Perguntas
1. De acordo com o texto sobre a gagueira, por que um falante comum pode, em algumas situações, considerar difícil dizer determinada palavra? Responda em uma a três frases.
2. Prossiga com o texto sobre a gagueira a partir da última frase apresentada.

Texto fornecido
31 maio 2015

Desarmonia no discurso da pessoa que gagueja - Parte IV


A abordagem subjetivo-discursiva parte do discurso do sujeito, daquilo que ele diz sobre sua gagueira para poder dar a ela um novo sentido, uma nova interpretação, possibilitando ao sujeito que se desloque da posição de "falante gago", para a posição de "falante comum".

Então, vejamos o que diz um "falante gago":

1 - “Quando vou falar, já vem aquela palavra que não vou conseguir...e não consigo mesmo”
2 - “Digo outra palavra. Substituo uma palavra por outra. A contra-gosto, porque queria dizer aquela”
(Frases do "Entrevistado 1", da minha pesquisa do mestrado. O descritivo e o acesso à dissertação pode ser visto aqui. O artigo derivado da dissertação, aqui).

As duas frases acima são muito comuns de serem observadas no discurso de quem gagueja. Na terapia que segue a abordagem subjetivo-discursiva, tais declarações não ficam no ar, pelo contrário, ganham valor e são postas em discussão com a intenção de serem ressignificadas. Então, vejamos algumas considerações que alimentam essa reflexão:

Frase 1: Os falantes comuns, de um modo geral, não têm a crença de que não conseguirão falar determinadas palavras. As hesitações, repetições e travas não são previstas. Em algumas situações, pode ser que o falante acredite que determinada palavra seja difícil de ser dita, não por ter dúvida da sua capacidade articulatória, mas que a palavra não lhe é familiar e, portanto, exige maior atenção de sua parte. Já os falantes gagos antecipam a dificuldade (antecipam a gagueira) e duvidam de sua capacidade articulatória. Logo, diante de frases com esse sentido, dentro do processo terapêutico, algumas possíveis questões a serem abordadas para abrir a possibilidade de deslocamento, são: como é possível ter a certeza da dificuldade em algo que ainda não foi dito? Por que as palavras que não são antecipadas não são gaguejadas? Em qual situação a antecipação surgiu? Como quem estava conversando? A antecipação aparece em toda e qualquer situação?

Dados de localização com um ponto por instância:
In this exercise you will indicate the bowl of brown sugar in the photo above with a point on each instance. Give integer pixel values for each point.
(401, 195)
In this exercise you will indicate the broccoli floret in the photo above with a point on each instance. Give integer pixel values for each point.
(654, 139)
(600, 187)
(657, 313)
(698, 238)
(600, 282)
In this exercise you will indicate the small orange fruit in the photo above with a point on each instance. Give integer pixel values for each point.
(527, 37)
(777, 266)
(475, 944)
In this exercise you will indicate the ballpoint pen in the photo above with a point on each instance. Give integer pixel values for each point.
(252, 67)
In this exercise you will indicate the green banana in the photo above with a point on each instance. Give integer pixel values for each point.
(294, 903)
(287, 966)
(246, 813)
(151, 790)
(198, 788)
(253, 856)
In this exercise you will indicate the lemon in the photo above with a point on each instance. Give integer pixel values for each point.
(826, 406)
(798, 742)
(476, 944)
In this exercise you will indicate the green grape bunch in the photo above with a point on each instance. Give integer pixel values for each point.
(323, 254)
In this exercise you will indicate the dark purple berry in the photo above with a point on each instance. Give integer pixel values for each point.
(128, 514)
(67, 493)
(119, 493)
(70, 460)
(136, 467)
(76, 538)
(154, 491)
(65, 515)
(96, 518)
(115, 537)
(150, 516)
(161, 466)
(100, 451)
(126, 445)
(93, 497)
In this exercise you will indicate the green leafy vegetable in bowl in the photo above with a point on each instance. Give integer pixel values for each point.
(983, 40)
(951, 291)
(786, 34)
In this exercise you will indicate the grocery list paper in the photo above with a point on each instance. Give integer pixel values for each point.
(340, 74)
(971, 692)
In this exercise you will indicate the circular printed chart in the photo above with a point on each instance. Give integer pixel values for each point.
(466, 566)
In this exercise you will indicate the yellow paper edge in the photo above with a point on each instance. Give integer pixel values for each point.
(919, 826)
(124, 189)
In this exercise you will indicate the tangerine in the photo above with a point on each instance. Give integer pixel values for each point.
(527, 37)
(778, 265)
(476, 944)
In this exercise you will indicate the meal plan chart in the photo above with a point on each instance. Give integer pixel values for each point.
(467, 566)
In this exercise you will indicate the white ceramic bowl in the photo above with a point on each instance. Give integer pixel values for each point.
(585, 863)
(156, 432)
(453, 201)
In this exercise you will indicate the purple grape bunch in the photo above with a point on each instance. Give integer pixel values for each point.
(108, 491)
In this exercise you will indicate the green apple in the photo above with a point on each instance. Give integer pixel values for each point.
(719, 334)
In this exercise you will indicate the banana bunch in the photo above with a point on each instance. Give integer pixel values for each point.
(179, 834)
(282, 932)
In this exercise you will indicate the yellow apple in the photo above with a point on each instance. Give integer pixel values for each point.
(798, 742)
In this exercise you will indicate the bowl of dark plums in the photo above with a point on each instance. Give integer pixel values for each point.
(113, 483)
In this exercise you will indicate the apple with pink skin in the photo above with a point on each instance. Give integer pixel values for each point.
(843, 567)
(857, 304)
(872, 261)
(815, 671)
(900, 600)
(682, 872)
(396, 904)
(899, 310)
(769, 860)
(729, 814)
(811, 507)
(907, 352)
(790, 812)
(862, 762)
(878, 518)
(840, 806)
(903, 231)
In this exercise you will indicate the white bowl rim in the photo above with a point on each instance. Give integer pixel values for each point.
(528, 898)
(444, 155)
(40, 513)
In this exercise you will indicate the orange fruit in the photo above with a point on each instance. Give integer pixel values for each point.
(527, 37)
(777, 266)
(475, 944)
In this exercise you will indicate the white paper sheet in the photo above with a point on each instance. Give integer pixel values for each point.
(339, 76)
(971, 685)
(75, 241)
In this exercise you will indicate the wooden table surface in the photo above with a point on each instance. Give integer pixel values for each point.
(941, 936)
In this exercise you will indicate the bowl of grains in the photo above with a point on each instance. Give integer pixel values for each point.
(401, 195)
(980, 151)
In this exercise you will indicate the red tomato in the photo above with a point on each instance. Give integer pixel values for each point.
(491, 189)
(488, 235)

Lista de respostas
1. O falante comum pode achar a palavra difícil de dizer não por duvidar de sua capacidade articulatória. O motivo é que a palavra não lhe é familiar e, portanto, exige maior atenção de sua parte.

2.
Frase 2: diz respeito aos "truques" construídos pelo falante na intenção de evitar gaguejar. Ou seja, ao antecipar a gagueira em determinada palavra, trocam-na por outra. Esse comportamento é muito interessante e a maioria dos pacientes não se dá conta de algo muito curioso que ocorre nessas ocasiões: a palavra em que recai a certeza de dificuldade (de gagueira) não é dita, por outro lado, na palavra em que recai a certeza da pronúncia há fluência e ela é dita sem gagueira!! Uma palavra "não pode", mas outra "pode" ser pronunciada.  Isso mostra que há competência articulatória, pois, se não houvesse, a dificuldade estaria em qualquer palavra, ou seja, não seria possível prever que palavra se pode eliminar e que palavra se pode pronunciar. Isso indica que a questão central da gagueira não é ela em si, isto é, a articulação gaguejante, mas sim a sua antecipação.

Dar um novo sentido à antecipação é um importante aspecto do processo terapêutico que visa deslocar o falante gago para a posição de falante comum.